[Aufgabenstellung]: Gib aus dem Text über Digg den Abschnitt von „Um die Schummeleien“ bis einschließlich „von der Startseite.“ wortgetreu wieder.

[Ausgangstext]:
┄┄┄┄┄┄┄┄┄┄

Um die Schummeleien zu verhindern, bietet Digg seinen Usern die Möglichkeit, das Verhalten anderer Nutzer zu beobachten – so kann man nachsehen, wer welchen Link eingereicht und "gediggt" hat. Erhält eine Geschichte besonders viele "Diggs" von Personen mit frisch angelegten Accounts, ist die Wahrscheinlichkeit groß, dass hier jemand unfair spielt. Sieht ein Nutzer so etwas, kann er einen Artikel "begraben" ("bury") – tun das genügend Digg-User, verschwindet er von der Startseite.

Verdächtige Aktivitäten werden aber auch von der Seite selbst ermittelt. Sie kann dabei auf ein umfangreiches Archiv älterer Nutzungsdaten zurückgreifen, aus der sich Verhaltensmuster herauslesen lassen. "Wir haben jetzt mehr als zwei Jahre Erfahrung mit dem Dienst und können eine statistische Analyse betreiben, was legitime Inhalte sind und was nicht", erklärt Digg-Gründer Kevin Rose. Insgesamt 1,2 Millionen Links sind in diesem Zeitraum eingegangen – bei 50 Millionen "Diggs". Laut Rose besitzt die Seite so ein gutes Verständnis dafür, wie die Dinge normalerweise ablaufen.

Doch das Erkennen von Mustern in einer gigantischen Menge an Nutzerdaten ist nicht gerade einfach. Werkzeuge zur Visualisierung müssen her, um verdächtige Aktivitäten schneller zu erkennen. "Wir repräsentieren die Nutzung einfach grafisch. So lassen sich Muster sehen, die man auf anderen Wegen gar nicht erkannt hätte", erklärt Eric Rodenbeck, Gründer von Stamen. Die Firma erstellt die speziellen Werkzeuge, die Digg in den so genannten "Digg Labs" bereitstellt – aktuell sind dies "Digg Stack" und "Digg Swarm". Diese Tools zeigen das Nutzerverhalten in Echtzeit grafisch an und helfen den Usern gleichzeitig, interessante Links auf neue Weise zu entdecken.

┄┄┄┄┄┄┄┄┄┄

[Quelldatensätze]
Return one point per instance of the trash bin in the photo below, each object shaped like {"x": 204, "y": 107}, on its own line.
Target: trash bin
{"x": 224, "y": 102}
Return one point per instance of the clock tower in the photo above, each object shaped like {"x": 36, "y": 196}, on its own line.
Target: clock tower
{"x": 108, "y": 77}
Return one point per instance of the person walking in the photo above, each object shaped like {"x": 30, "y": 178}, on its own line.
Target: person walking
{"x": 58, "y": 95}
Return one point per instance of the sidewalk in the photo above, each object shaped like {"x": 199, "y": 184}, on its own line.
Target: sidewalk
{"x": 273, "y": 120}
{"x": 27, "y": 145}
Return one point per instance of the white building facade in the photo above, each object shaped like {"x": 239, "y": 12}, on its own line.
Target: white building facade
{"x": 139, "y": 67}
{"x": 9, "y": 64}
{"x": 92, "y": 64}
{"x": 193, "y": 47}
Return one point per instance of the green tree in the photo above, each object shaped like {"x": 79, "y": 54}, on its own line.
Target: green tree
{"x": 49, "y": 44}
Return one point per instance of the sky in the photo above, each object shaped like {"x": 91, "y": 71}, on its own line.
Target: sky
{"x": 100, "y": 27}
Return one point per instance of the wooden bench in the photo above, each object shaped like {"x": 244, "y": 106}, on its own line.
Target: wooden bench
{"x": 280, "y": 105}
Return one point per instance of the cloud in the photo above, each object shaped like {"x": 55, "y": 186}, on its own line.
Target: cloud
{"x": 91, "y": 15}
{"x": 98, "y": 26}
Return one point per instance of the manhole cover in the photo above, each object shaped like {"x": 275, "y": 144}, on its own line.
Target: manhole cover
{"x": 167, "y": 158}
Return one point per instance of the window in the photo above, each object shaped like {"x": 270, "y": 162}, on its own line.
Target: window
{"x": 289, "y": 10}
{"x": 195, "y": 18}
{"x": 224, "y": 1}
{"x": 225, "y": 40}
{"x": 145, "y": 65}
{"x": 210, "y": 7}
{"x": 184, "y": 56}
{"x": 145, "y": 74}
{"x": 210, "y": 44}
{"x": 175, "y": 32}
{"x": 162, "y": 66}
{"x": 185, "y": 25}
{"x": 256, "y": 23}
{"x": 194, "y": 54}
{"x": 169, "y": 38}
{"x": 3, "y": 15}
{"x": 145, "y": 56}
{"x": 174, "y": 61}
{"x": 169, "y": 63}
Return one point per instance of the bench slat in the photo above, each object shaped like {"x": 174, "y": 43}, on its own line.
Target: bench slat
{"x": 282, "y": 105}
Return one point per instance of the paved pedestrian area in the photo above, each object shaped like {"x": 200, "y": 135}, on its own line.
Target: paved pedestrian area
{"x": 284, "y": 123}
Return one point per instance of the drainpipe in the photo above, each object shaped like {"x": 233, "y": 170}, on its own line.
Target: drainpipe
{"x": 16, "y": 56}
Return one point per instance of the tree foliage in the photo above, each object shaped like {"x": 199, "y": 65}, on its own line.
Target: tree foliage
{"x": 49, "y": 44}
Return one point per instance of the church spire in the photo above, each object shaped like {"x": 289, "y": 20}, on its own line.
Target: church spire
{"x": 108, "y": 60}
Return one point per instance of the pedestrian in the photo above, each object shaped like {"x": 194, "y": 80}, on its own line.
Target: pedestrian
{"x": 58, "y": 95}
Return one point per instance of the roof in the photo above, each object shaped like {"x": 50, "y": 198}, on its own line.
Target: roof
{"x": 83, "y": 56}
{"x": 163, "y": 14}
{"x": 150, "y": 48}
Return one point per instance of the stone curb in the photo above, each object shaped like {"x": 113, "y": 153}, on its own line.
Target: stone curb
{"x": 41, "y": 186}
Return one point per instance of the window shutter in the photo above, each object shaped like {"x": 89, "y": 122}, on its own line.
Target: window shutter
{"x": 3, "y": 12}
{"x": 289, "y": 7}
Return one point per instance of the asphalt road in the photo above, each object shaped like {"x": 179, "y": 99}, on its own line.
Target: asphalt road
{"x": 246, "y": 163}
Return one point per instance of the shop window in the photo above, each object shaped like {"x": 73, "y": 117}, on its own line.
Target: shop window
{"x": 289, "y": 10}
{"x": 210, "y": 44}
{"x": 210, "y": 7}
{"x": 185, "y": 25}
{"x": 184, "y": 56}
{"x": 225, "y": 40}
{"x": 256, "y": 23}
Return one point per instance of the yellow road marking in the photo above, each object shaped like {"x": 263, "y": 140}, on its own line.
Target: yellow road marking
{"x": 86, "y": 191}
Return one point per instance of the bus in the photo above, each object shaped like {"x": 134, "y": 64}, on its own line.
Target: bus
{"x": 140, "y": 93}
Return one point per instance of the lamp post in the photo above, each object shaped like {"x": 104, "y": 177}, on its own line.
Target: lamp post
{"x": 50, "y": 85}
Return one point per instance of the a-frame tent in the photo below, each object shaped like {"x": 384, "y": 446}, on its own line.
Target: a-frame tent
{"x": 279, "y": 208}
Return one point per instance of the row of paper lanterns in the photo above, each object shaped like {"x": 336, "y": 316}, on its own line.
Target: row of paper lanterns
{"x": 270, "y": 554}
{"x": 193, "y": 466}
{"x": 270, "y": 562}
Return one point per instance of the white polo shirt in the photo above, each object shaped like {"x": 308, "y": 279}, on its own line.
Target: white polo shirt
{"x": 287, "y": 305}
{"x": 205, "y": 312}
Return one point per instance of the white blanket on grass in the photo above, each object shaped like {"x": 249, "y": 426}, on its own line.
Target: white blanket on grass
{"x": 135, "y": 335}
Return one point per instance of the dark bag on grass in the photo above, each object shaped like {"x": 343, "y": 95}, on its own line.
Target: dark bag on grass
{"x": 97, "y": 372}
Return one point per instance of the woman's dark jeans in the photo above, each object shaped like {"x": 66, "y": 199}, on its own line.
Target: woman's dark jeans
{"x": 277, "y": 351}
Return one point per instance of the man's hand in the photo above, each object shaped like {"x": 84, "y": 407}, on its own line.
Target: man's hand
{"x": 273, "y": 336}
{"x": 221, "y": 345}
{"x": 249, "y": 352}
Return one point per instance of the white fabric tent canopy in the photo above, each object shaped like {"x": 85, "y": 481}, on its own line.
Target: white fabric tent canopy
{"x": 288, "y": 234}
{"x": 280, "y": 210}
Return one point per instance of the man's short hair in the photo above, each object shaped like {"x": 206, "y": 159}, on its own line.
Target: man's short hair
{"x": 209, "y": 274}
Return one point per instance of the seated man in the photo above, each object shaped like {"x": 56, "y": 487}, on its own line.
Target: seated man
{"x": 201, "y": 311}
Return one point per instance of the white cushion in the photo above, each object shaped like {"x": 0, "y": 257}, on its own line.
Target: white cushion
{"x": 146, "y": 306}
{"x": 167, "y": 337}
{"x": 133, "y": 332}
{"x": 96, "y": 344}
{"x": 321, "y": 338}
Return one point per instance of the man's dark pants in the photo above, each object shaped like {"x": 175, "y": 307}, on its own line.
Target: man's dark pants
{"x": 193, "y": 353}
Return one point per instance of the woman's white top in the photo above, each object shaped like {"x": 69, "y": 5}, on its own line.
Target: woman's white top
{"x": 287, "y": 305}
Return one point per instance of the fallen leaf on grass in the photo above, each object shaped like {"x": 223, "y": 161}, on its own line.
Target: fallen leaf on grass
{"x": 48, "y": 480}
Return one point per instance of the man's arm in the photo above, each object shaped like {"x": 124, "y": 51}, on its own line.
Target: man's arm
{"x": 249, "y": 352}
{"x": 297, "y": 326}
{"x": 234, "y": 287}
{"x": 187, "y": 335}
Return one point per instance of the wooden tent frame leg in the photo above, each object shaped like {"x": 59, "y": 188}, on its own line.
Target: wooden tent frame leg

┄┄┄┄┄┄┄┄┄┄

[Schriftliche Lösung]:
Um die Schummeleien zu verhindern, bietet Digg seinen Usern die Möglichkeit, das Verhalten anderer Nutzer zu beobachten – so kann man nachsehen, wer welchen Link eingereicht und "gediggt" hat. Erhält eine Geschichte besonders viele "Diggs" von Personen mit frisch angelegten Accounts, ist die Wahrscheinlichkeit groß, dass hier jemand unfair spielt. Sieht ein Nutzer so etwas, kann er einen Artikel "begraben" ("bury") – tun das genügend Digg-User, verschwindet er von der Startseite.